Can you write out the lines of data below unchanged, beginning with the line that contains "find metal post" and stopping after the line that contains "(354, 1036), (452, 1280)"?

Extracted data entries
————
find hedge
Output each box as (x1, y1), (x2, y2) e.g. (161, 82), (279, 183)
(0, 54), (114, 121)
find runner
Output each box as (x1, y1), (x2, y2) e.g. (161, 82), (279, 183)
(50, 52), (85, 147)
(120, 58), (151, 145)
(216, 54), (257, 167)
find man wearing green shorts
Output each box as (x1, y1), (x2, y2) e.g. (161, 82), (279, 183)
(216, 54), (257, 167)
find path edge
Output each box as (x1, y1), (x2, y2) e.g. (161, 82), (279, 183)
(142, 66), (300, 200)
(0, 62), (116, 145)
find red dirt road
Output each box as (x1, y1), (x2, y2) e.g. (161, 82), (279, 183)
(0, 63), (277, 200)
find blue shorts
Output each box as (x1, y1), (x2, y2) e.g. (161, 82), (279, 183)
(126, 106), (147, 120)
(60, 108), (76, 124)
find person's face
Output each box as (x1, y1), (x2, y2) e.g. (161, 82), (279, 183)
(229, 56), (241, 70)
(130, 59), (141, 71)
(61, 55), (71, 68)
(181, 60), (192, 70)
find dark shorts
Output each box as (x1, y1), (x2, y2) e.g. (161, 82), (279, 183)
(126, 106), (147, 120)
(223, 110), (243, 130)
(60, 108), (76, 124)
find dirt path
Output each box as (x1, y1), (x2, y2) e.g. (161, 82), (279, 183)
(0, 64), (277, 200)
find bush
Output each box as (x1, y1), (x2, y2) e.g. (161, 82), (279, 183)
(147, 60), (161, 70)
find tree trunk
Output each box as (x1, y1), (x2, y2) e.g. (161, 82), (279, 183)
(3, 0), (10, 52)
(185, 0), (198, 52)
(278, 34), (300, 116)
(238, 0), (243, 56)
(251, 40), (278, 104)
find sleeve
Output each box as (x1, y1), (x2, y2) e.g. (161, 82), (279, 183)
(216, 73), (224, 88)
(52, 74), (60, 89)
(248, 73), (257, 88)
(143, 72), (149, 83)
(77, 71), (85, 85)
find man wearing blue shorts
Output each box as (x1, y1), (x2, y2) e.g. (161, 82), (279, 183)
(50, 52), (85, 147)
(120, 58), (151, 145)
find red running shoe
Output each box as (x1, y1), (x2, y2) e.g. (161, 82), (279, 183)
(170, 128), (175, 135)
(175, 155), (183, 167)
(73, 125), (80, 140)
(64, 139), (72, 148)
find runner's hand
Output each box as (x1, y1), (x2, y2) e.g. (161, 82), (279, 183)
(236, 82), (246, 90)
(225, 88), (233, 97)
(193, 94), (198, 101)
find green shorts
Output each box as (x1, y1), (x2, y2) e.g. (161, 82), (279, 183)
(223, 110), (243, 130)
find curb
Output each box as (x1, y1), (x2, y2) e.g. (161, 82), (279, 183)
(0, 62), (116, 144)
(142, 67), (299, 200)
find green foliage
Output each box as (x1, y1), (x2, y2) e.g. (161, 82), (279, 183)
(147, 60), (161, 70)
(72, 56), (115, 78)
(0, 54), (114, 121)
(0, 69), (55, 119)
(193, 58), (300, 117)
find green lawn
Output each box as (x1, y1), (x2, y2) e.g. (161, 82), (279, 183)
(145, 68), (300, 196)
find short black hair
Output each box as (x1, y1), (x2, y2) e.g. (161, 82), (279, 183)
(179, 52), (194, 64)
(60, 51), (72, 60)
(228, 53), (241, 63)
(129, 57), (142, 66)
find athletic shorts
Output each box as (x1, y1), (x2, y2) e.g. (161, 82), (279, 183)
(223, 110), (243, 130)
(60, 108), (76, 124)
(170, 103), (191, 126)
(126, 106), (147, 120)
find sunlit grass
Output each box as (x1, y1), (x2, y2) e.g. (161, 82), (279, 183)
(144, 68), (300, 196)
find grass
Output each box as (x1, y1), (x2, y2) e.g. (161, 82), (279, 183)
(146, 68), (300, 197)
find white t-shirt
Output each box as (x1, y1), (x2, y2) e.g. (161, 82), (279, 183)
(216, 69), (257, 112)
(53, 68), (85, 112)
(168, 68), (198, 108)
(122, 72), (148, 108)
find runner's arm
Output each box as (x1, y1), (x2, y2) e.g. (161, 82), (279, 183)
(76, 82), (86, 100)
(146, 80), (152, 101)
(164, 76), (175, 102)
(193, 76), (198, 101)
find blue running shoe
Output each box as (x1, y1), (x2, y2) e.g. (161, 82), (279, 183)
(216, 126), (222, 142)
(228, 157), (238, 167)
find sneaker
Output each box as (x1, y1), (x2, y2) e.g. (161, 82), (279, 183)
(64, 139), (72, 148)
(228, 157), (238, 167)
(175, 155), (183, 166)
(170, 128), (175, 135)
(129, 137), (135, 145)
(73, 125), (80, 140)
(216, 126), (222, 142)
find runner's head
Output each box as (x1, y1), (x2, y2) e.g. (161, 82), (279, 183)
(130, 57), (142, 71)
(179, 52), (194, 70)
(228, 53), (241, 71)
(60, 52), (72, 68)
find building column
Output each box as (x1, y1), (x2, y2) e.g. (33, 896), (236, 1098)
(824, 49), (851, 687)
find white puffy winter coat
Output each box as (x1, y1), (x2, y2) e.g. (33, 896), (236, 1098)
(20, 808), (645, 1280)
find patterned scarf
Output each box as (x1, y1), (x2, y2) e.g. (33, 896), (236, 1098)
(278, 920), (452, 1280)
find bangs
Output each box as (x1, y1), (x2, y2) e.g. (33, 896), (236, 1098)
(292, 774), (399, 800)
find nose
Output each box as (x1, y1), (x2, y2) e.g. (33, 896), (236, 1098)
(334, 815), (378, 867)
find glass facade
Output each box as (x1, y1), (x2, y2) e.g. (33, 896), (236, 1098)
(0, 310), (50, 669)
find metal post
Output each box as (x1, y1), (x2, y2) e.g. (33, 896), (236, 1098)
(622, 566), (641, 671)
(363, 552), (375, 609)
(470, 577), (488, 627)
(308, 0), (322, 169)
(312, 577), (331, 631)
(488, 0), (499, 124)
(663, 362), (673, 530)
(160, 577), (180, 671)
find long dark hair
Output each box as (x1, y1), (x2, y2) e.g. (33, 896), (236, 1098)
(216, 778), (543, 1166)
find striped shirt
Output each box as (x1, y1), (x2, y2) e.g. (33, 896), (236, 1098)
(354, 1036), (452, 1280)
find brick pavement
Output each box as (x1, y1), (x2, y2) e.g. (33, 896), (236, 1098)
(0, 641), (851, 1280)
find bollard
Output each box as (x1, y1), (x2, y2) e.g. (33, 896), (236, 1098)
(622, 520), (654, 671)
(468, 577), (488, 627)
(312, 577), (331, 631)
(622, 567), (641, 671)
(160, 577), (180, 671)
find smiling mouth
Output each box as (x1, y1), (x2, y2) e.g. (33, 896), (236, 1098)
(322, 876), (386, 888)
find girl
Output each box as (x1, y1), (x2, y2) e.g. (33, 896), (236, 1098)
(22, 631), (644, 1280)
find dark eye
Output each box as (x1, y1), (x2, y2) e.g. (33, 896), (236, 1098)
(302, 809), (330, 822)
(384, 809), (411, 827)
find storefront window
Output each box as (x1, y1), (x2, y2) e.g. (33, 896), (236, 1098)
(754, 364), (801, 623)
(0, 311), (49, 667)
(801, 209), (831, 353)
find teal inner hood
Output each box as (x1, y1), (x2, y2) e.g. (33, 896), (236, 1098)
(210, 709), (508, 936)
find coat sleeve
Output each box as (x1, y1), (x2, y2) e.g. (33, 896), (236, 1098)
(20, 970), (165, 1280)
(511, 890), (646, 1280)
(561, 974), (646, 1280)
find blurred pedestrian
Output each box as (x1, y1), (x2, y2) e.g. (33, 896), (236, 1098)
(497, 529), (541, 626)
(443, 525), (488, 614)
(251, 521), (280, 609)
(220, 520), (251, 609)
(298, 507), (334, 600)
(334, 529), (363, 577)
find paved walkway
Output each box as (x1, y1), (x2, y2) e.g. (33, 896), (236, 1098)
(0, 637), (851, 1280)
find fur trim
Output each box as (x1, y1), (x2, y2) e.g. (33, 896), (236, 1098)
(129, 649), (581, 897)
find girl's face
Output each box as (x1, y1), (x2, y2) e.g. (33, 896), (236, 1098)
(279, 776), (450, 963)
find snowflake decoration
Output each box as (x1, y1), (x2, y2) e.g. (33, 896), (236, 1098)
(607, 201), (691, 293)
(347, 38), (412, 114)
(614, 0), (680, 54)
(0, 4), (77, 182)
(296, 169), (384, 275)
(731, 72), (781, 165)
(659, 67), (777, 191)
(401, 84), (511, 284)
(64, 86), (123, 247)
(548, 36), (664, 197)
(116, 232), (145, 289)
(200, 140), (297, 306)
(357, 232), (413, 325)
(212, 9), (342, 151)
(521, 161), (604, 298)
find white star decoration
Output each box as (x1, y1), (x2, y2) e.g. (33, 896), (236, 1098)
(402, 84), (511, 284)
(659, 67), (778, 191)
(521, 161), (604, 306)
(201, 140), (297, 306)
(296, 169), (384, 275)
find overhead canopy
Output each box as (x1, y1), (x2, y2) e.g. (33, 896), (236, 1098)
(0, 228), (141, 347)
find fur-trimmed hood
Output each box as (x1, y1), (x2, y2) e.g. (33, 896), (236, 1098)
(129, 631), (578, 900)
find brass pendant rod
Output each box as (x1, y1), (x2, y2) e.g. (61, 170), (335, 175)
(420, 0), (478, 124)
————
RESULT FOR THIS TASK:
find metal post
Output each box as (x1, y1), (x2, y2) e.g. (33, 896), (236, 1098)
(622, 566), (641, 671)
(363, 552), (375, 609)
(470, 577), (488, 627)
(308, 0), (322, 169)
(312, 577), (331, 631)
(488, 0), (499, 124)
(663, 362), (673, 530)
(160, 577), (180, 671)
find long dark hair
Output each box as (x1, y1), (x2, y2) e.g. (33, 896), (236, 1098)
(216, 778), (543, 1166)
find striped shirt
Output each box as (x1, y1), (x2, y2) e.g. (33, 896), (236, 1098)
(354, 1036), (452, 1280)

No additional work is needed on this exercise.